### Directions:
Convert the lines running from the start of the items through the line that contains "negative clicks: (497, 428)", both included, into a JSON list of strings with one string per line. Leave out blank lines and any pictures.

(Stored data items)
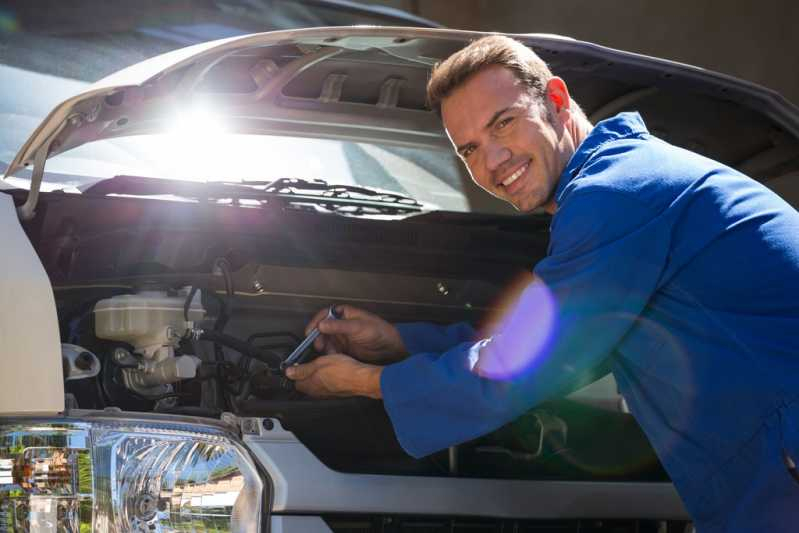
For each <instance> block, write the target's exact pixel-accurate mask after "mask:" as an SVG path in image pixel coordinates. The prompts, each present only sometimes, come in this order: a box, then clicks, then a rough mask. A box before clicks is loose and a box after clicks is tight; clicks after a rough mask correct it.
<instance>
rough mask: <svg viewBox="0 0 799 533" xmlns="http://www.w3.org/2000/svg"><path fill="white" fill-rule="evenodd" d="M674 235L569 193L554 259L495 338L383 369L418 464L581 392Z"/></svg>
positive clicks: (462, 345) (662, 254)
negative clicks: (497, 428)
mask: <svg viewBox="0 0 799 533" xmlns="http://www.w3.org/2000/svg"><path fill="white" fill-rule="evenodd" d="M669 236H670V234H669V229H668V226H667V225H665V224H662V223H660V221H659V219H658V216H657V213H653V212H652V211H651V209H648V208H646V207H645V206H644V205H642V204H641V203H639V202H638V201H637V200H636V198H634V197H631V196H630V195H627V194H623V193H619V192H613V191H607V190H604V189H603V190H597V191H589V190H582V191H575V192H573V193H572V194H571V195H570V197H569V199H568V200H567V201H566V202H564V203H563V205H561V206H560V209H559V211H558V213H557V214H556V216H555V218H554V219H553V225H552V239H551V243H552V244H551V245H550V254H549V255H548V257H547V258H545V259H544V260H542V261H541V262H540V263H539V264H538V265H537V266H536V268H535V273H536V275H537V278H538V281H536V282H534V283H533V284H531V285H530V286H529V287H528V288H527V289H526V290H525V291H524V292H523V293H522V296H521V297H520V299H519V300H518V302H517V303H516V305H515V307H514V308H513V309H511V310H510V312H508V314H507V315H506V317H505V318H504V319H503V320H502V322H501V324H500V326H499V327H498V329H497V330H496V331H495V334H494V335H493V336H492V338H491V339H490V340H484V341H481V342H479V343H462V344H459V345H457V346H455V347H453V348H451V349H449V350H448V351H445V352H444V353H443V354H439V353H420V354H416V355H414V356H411V357H409V358H407V359H405V360H404V361H401V362H399V363H396V364H393V365H390V366H387V367H386V368H385V369H384V370H383V374H382V377H381V388H382V393H383V398H384V403H385V406H386V411H387V412H388V414H389V417H390V418H391V420H392V423H393V425H394V428H395V431H396V434H397V438H398V440H399V442H400V444H401V445H402V446H403V448H404V449H405V450H406V451H407V452H408V453H410V454H411V455H413V456H415V457H421V456H424V455H427V454H430V453H432V452H434V451H437V450H439V449H442V448H446V447H448V446H451V445H454V444H458V443H461V442H464V441H467V440H470V439H473V438H475V437H477V436H480V435H482V434H485V433H488V432H490V431H493V430H494V429H496V428H498V427H500V426H502V425H504V424H506V423H507V422H509V421H511V420H513V419H514V418H516V417H517V416H519V415H521V414H522V413H524V412H525V411H527V410H528V409H530V408H531V407H533V406H534V405H536V404H538V403H540V402H542V401H544V400H547V399H549V398H551V397H553V396H556V395H560V394H566V393H568V392H571V391H572V390H575V389H576V388H578V387H579V386H581V385H583V384H584V383H585V382H586V381H590V380H589V379H587V377H588V376H590V375H592V374H593V370H594V369H595V368H596V367H597V366H599V365H600V364H601V363H603V362H604V361H605V360H606V358H607V357H608V355H609V354H610V353H611V352H612V350H613V348H614V346H615V345H616V344H617V343H618V342H619V341H620V340H621V339H622V337H623V336H624V335H625V333H626V332H627V330H628V329H629V328H630V327H631V326H632V324H633V323H634V322H635V320H636V318H637V316H638V315H639V313H640V312H641V311H642V310H643V308H644V306H645V305H646V303H647V301H648V300H649V297H650V295H651V294H652V293H653V292H654V291H655V290H656V288H657V286H658V283H659V278H660V274H661V272H662V270H663V266H664V264H665V261H666V258H667V256H668V249H669Z"/></svg>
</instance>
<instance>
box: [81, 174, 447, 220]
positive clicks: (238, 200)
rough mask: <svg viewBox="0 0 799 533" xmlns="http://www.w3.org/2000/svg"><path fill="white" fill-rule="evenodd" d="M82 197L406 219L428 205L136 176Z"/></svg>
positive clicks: (414, 200)
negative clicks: (225, 201)
mask: <svg viewBox="0 0 799 533" xmlns="http://www.w3.org/2000/svg"><path fill="white" fill-rule="evenodd" d="M83 192H84V194H96V195H103V196H105V195H109V194H117V195H127V196H163V195H173V196H178V197H181V198H186V199H194V200H197V201H210V200H223V199H224V200H233V201H239V200H255V201H259V202H264V203H265V204H267V205H269V204H273V205H274V204H277V205H279V206H281V207H289V208H296V209H309V210H314V211H319V210H321V211H329V212H334V213H339V214H343V215H356V216H358V215H360V216H368V215H389V216H397V215H406V214H414V213H421V212H425V211H430V210H432V209H433V207H432V206H427V205H424V204H422V203H421V202H419V201H418V200H415V199H414V198H411V197H409V196H404V195H402V194H398V193H395V192H390V191H384V190H380V189H371V188H368V187H363V186H358V185H336V184H330V183H327V182H326V181H324V180H306V179H300V178H281V179H278V180H274V181H247V182H244V183H226V182H218V183H217V182H202V183H198V182H191V181H183V180H171V179H161V178H145V177H141V176H115V177H113V178H110V179H106V180H103V181H100V182H98V183H95V184H93V185H92V186H91V187H89V188H87V189H85V190H84V191H83Z"/></svg>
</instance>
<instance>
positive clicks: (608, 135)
mask: <svg viewBox="0 0 799 533" xmlns="http://www.w3.org/2000/svg"><path fill="white" fill-rule="evenodd" d="M642 133H649V130H647V129H646V125H645V124H644V120H643V119H642V118H641V115H639V114H638V113H637V112H634V111H633V112H626V113H619V114H618V115H616V116H615V117H611V118H608V119H605V120H603V121H601V122H598V123H597V124H596V126H594V127H593V128H592V129H591V131H590V132H589V133H588V136H587V137H586V138H585V139H584V140H583V142H581V143H580V146H578V147H577V150H575V152H574V154H572V157H571V159H569V162H568V163H567V164H566V168H564V169H563V172H562V173H561V175H560V178H558V188H557V189H556V190H555V203H556V204H558V205H560V200H561V197H562V196H563V194H564V191H565V190H566V186H567V185H568V184H569V183H570V182H571V180H573V179H574V178H575V177H576V176H577V174H579V173H580V170H581V169H582V168H583V166H584V165H585V163H586V162H587V161H588V159H589V158H590V157H591V156H592V155H594V153H595V152H596V151H597V149H598V148H599V147H600V146H602V145H603V144H605V143H606V142H608V141H611V140H616V139H623V138H625V137H632V136H635V135H641V134H642Z"/></svg>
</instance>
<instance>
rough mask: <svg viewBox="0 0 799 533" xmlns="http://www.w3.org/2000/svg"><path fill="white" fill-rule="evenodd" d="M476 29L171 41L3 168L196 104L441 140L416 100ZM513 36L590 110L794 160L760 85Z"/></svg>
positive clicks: (768, 154)
mask: <svg viewBox="0 0 799 533" xmlns="http://www.w3.org/2000/svg"><path fill="white" fill-rule="evenodd" d="M482 35H484V34H482V33H477V32H467V31H457V30H446V29H426V28H425V29H420V28H391V27H361V26H358V27H335V28H312V29H301V30H290V31H279V32H269V33H261V34H255V35H249V36H244V37H234V38H230V39H223V40H219V41H213V42H209V43H203V44H200V45H195V46H191V47H188V48H185V49H181V50H176V51H174V52H170V53H167V54H164V55H161V56H157V57H154V58H152V59H150V60H147V61H144V62H142V63H139V64H136V65H133V66H131V67H129V68H126V69H124V70H121V71H119V72H118V73H115V74H113V75H111V76H109V77H107V78H105V79H103V80H101V81H99V82H97V83H95V84H94V85H92V86H91V87H90V88H89V89H88V90H86V91H85V92H83V93H81V94H78V95H76V96H74V97H72V98H70V99H68V100H66V101H64V102H63V103H61V104H60V105H58V106H56V108H55V109H53V111H52V112H50V114H49V115H48V116H47V118H46V119H45V120H44V121H43V122H42V123H41V125H40V126H39V127H38V128H37V129H36V130H35V131H34V133H33V134H32V135H31V136H30V138H29V139H28V140H27V142H26V143H25V144H24V145H23V146H22V148H21V149H20V150H19V152H18V153H17V155H16V157H15V158H14V160H13V161H12V162H11V164H10V165H9V166H8V168H7V170H6V177H7V176H9V175H12V174H14V173H15V172H16V171H18V170H19V169H20V168H22V167H26V166H31V165H33V167H34V173H33V175H34V177H33V180H32V185H31V190H32V191H33V190H34V189H38V184H37V183H36V181H37V180H41V172H42V168H43V166H44V162H45V160H46V158H48V157H51V156H53V155H56V154H59V153H61V152H64V151H66V150H69V149H71V148H75V147H77V146H80V145H82V144H85V143H88V142H92V141H95V140H99V139H106V138H111V137H118V136H127V135H137V134H147V133H157V132H162V131H165V130H166V129H168V128H169V126H170V120H171V117H172V116H174V112H175V110H179V109H181V108H186V107H191V106H194V105H198V104H202V105H203V106H204V107H205V108H208V109H210V110H212V111H213V113H215V114H218V115H219V116H220V117H221V118H223V119H224V120H225V121H226V123H227V125H228V127H229V128H230V131H231V132H235V133H256V134H280V135H298V136H314V137H329V138H336V139H346V140H353V141H369V142H386V143H395V144H400V145H406V146H428V147H429V146H431V145H440V146H447V145H448V141H447V139H446V136H445V135H444V132H443V130H442V127H441V124H440V121H439V120H438V118H437V117H436V116H435V114H434V113H432V112H431V111H429V110H427V109H426V107H425V84H426V81H427V79H428V77H429V71H430V67H431V66H432V65H433V64H435V63H436V62H437V61H439V60H441V59H443V58H445V57H447V56H448V55H450V54H451V53H453V52H454V51H456V50H458V49H459V48H461V47H463V46H464V45H466V44H467V43H468V42H469V41H471V40H473V39H475V38H478V37H480V36H482ZM515 37H517V38H518V39H520V40H521V41H523V42H524V43H526V44H527V45H529V46H531V47H532V48H533V49H535V50H536V52H537V53H539V55H540V56H541V57H542V58H543V59H544V60H545V61H547V62H548V63H549V64H550V66H551V68H552V70H553V71H554V72H555V73H557V74H558V75H560V76H562V77H563V78H564V79H565V80H566V81H567V83H568V84H569V87H570V89H571V92H572V94H573V95H574V96H575V100H576V101H577V102H579V103H580V104H581V105H582V107H583V108H584V109H585V110H586V112H587V114H588V115H589V118H590V119H591V120H592V121H597V120H601V119H603V118H606V117H608V116H612V115H614V114H615V113H617V112H619V111H623V110H627V109H636V110H639V111H641V113H642V114H643V115H644V118H645V119H646V120H647V123H648V125H649V126H650V129H651V130H652V131H653V133H655V134H657V135H660V136H662V137H664V138H666V139H667V140H669V141H671V142H673V143H675V144H678V145H682V146H685V147H687V148H690V149H693V150H695V151H698V152H700V153H703V154H705V155H708V156H710V157H713V158H715V159H717V160H720V161H722V162H725V163H727V164H730V165H732V166H737V167H738V168H741V169H742V170H744V171H746V172H749V173H750V174H751V175H753V176H755V177H758V178H759V179H763V180H764V181H765V180H767V179H772V178H782V177H784V176H785V174H786V172H788V173H792V172H794V170H795V167H796V165H789V167H790V168H788V169H787V170H786V168H785V162H786V161H788V162H790V161H792V160H793V159H796V153H797V139H799V109H797V108H796V107H795V106H794V105H792V104H790V103H789V102H787V101H786V100H785V99H784V98H782V97H781V96H780V95H779V94H777V93H775V92H773V91H771V90H768V89H765V88H763V87H760V86H757V85H755V84H751V83H748V82H744V81H741V80H737V79H735V78H732V77H729V76H725V75H721V74H717V73H713V72H710V71H707V70H703V69H699V68H696V67H691V66H688V65H683V64H679V63H675V62H671V61H666V60H660V59H655V58H650V57H646V56H642V55H637V54H631V53H626V52H621V51H617V50H612V49H609V48H604V47H601V46H597V45H594V44H591V43H585V42H580V41H575V40H572V39H568V38H564V37H558V36H553V35H539V34H526V35H516V36H515ZM775 150H776V151H777V152H779V153H778V154H776V155H775V154H774V153H773V152H774V151H775ZM764 156H769V157H765V159H767V161H765V162H764V161H763V159H764ZM780 165H782V167H780ZM775 167H779V168H778V169H776V170H775ZM37 171H38V172H37Z"/></svg>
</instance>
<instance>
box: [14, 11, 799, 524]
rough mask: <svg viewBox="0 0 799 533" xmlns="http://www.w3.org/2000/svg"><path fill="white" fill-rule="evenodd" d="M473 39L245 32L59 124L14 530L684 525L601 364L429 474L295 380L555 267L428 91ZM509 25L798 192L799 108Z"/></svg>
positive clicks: (732, 79)
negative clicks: (529, 31) (383, 318)
mask: <svg viewBox="0 0 799 533" xmlns="http://www.w3.org/2000/svg"><path fill="white" fill-rule="evenodd" d="M479 36H480V34H477V33H472V32H465V31H455V30H445V29H420V28H379V27H363V26H359V27H337V28H312V29H303V30H290V31H278V32H270V33H262V34H255V35H247V36H243V37H233V38H229V39H225V40H220V41H214V42H208V43H204V44H199V45H194V46H191V47H189V48H185V49H181V50H177V51H174V52H170V53H167V54H164V55H161V56H157V57H154V58H152V59H149V60H147V61H144V62H142V63H140V64H136V65H134V66H132V67H129V68H126V69H124V70H121V71H119V72H117V73H115V74H113V75H111V76H109V77H107V78H105V79H103V80H101V81H100V82H97V83H95V84H93V85H91V86H89V87H86V88H84V89H82V90H81V92H79V93H78V94H75V95H74V96H72V97H71V98H69V99H67V100H65V101H64V102H63V103H61V104H59V105H57V106H56V107H55V108H54V109H53V110H52V111H51V112H50V114H49V115H48V116H47V118H46V119H45V120H44V121H43V122H42V123H41V124H40V125H39V126H38V128H36V130H35V131H34V133H33V134H32V135H31V136H30V138H29V139H28V140H27V141H26V142H25V143H24V144H23V145H22V146H21V147H17V148H18V150H17V151H16V155H15V156H13V159H10V160H9V161H7V163H6V167H7V168H6V171H5V178H4V180H3V181H2V182H0V184H2V191H0V192H2V194H0V227H2V241H1V242H2V243H3V246H2V249H3V255H4V260H3V264H4V274H3V276H2V278H0V301H2V303H3V305H2V307H1V308H0V341H1V342H0V358H2V359H0V360H1V361H2V370H1V371H0V529H2V530H3V531H89V530H94V531H210V530H213V531H248V532H255V531H269V530H272V531H276V532H287V533H291V532H308V531H335V532H345V531H346V532H355V531H431V532H433V531H503V532H504V531H536V532H538V531H596V532H611V531H613V532H628V531H630V532H632V531H639V532H645V531H652V532H667V531H668V532H671V531H681V532H682V531H684V530H685V528H686V526H687V520H688V517H687V514H686V512H685V510H684V508H683V506H682V503H681V502H680V499H679V497H678V495H677V494H676V492H675V490H674V488H673V487H672V485H671V483H670V482H669V480H668V477H667V476H666V474H665V472H664V471H663V469H662V468H661V466H660V465H659V463H658V461H657V459H656V457H655V455H654V453H653V452H652V449H651V447H650V446H649V444H648V442H647V441H646V438H645V437H644V436H643V434H642V432H641V431H640V429H639V428H638V426H637V425H636V423H635V421H634V420H633V419H632V417H631V416H630V415H629V414H628V413H626V409H625V405H624V402H623V399H622V398H621V397H619V396H618V394H617V393H616V389H615V384H614V382H613V380H612V378H610V377H606V378H604V379H602V380H600V381H598V382H596V383H595V384H593V385H591V386H589V387H588V388H586V389H583V390H581V391H578V392H577V393H574V394H573V395H571V396H569V397H566V398H561V399H556V400H553V401H551V402H548V403H547V404H546V405H543V406H539V407H537V408H536V409H534V410H532V411H530V412H529V413H527V414H526V415H524V416H523V417H521V418H520V419H519V420H517V421H516V422H514V423H512V424H509V425H508V426H506V427H504V428H502V429H500V430H498V431H497V432H495V433H493V434H491V435H487V436H485V437H483V438H480V439H477V440H475V441H473V442H469V443H465V444H462V445H460V446H457V447H453V448H451V449H450V450H447V451H445V452H441V453H438V454H434V455H433V456H430V457H427V458H423V459H420V460H417V459H413V458H411V457H409V456H408V455H406V454H405V453H404V452H403V451H402V449H401V448H400V447H399V445H398V443H397V441H396V438H395V437H394V434H393V430H392V428H391V425H390V423H389V421H388V418H387V417H386V414H385V412H384V410H383V408H382V404H381V403H380V402H377V401H372V400H366V399H358V398H353V399H343V400H312V399H308V398H304V397H302V396H301V395H299V394H298V393H297V392H295V391H293V390H292V389H291V387H290V386H288V385H287V384H286V381H285V380H284V379H282V378H281V375H280V363H281V362H282V361H283V360H284V359H285V358H286V356H287V355H288V354H289V353H290V352H291V351H292V350H293V349H294V348H295V347H296V346H297V345H298V344H299V342H300V341H301V337H302V333H303V328H304V326H305V325H306V323H307V321H308V320H309V318H310V317H311V316H312V315H313V313H315V312H316V311H318V310H319V309H322V308H324V307H325V306H329V305H332V304H336V303H351V304H354V305H357V306H360V307H363V308H366V309H370V310H372V311H375V312H377V313H378V314H380V315H381V316H384V317H386V318H387V319H389V320H392V321H395V322H402V321H416V320H429V321H435V322H440V323H454V322H457V321H463V320H466V321H471V322H473V323H475V324H480V323H481V322H482V321H484V320H488V319H490V317H491V316H492V314H493V313H496V312H499V311H500V309H501V306H502V302H504V301H507V300H508V298H509V297H510V296H511V294H512V289H513V286H514V283H515V282H516V281H518V280H519V277H520V276H522V275H523V274H524V273H525V272H529V270H530V269H531V267H532V265H533V264H535V262H536V261H537V260H539V259H540V258H542V257H543V256H544V255H545V254H546V246H547V237H548V224H549V221H548V218H547V217H546V216H545V215H543V214H533V215H528V216H519V215H515V214H512V213H510V212H509V211H508V210H507V209H506V208H505V207H504V206H502V205H500V204H499V203H497V202H496V201H495V200H492V199H491V198H489V197H488V196H487V195H485V194H484V193H482V192H481V191H479V190H478V189H477V188H476V187H475V186H474V185H473V184H471V182H470V181H469V179H468V176H467V175H466V174H465V172H464V169H463V168H462V167H461V166H460V164H459V162H458V160H457V159H456V157H455V156H454V152H453V151H452V149H451V147H450V146H449V143H448V141H447V139H446V137H445V136H444V134H443V131H442V128H441V124H440V122H439V120H438V118H437V117H436V116H435V114H434V113H432V112H430V111H429V110H427V109H426V107H425V83H426V81H427V78H428V76H429V70H430V67H431V65H433V64H434V63H435V62H437V61H439V60H441V59H443V58H445V57H447V56H448V55H449V54H451V53H452V52H454V51H456V50H457V49H459V48H461V47H463V46H464V45H465V44H467V43H468V42H469V41H470V40H472V39H475V38H477V37H479ZM516 37H517V38H519V39H521V40H522V41H523V42H525V43H526V44H528V45H529V46H531V47H533V48H534V49H535V50H536V51H537V52H538V53H539V54H540V55H541V57H542V58H543V59H544V60H546V61H547V62H549V63H550V65H551V67H552V69H553V71H555V72H556V73H557V74H559V75H561V76H562V77H564V78H565V79H566V81H567V83H568V84H569V87H570V88H571V91H572V93H573V94H574V95H575V99H576V100H577V101H578V102H580V104H581V105H582V106H583V108H584V109H585V110H586V111H587V113H588V114H589V116H590V119H591V120H592V121H593V122H595V121H598V120H601V119H602V118H605V117H608V116H612V115H614V114H615V113H617V112H620V111H623V110H629V109H635V110H638V111H640V112H641V114H642V115H643V116H644V118H645V119H646V121H647V123H648V124H649V126H650V129H651V130H652V131H653V132H654V133H656V134H658V135H660V136H661V137H664V138H666V139H668V140H669V141H671V142H673V143H675V144H678V145H682V146H686V147H688V148H691V149H693V150H696V151H699V152H701V153H703V154H706V155H709V156H711V157H713V158H715V159H717V160H720V161H722V162H724V163H727V164H730V165H732V166H734V167H737V168H739V169H742V170H744V171H745V172H747V173H748V174H749V175H751V176H753V177H756V178H758V179H761V180H763V181H764V182H766V184H767V185H768V186H770V187H773V188H774V189H775V190H777V191H779V192H780V193H781V194H782V195H783V197H785V198H786V199H787V200H788V201H789V202H792V204H793V205H798V204H799V188H797V187H796V185H795V182H797V181H799V172H798V171H797V169H798V168H799V159H797V153H799V144H798V142H797V140H798V139H799V110H797V108H796V107H794V106H793V105H791V104H789V103H788V102H787V101H785V100H784V99H782V98H781V97H780V96H779V95H777V94H775V93H773V92H771V91H768V90H766V89H763V88H761V87H758V86H755V85H752V84H749V83H746V82H743V81H739V80H735V79H732V78H729V77H726V76H722V75H719V74H714V73H712V72H708V71H705V70H701V69H698V68H694V67H690V66H686V65H682V64H677V63H673V62H668V61H663V60H658V59H654V58H649V57H644V56H640V55H635V54H630V53H625V52H620V51H616V50H611V49H607V48H603V47H600V46H597V45H593V44H590V43H584V42H579V41H575V40H572V39H568V38H563V37H557V36H550V35H518V36H516ZM4 120H5V119H4ZM6 124H11V122H10V119H9V122H6ZM3 127H4V128H6V127H7V126H3ZM10 137H11V135H6V136H5V137H4V139H8V138H10ZM0 149H2V150H3V152H2V153H8V152H7V150H8V147H7V146H0Z"/></svg>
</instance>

### Answer for the task:
[
  "For each <instance> block, write the target's exact pixel-accurate mask after \"mask:\" as an SVG path in image pixel coordinates. The prompts, each present only sometimes, come in this order: a box, then clicks, then a rough mask. A box before clicks is loose and a box after clicks is tight; clicks after a rough mask correct it.",
  "<instance>",
  "rough mask: <svg viewBox=\"0 0 799 533\" xmlns=\"http://www.w3.org/2000/svg\"><path fill=\"white\" fill-rule=\"evenodd\" d=\"M674 235L569 193L554 259L495 338L383 369L418 464L581 392Z\"/></svg>",
  "positive clicks: (462, 345) (662, 254)",
  "negative clicks: (497, 428)"
]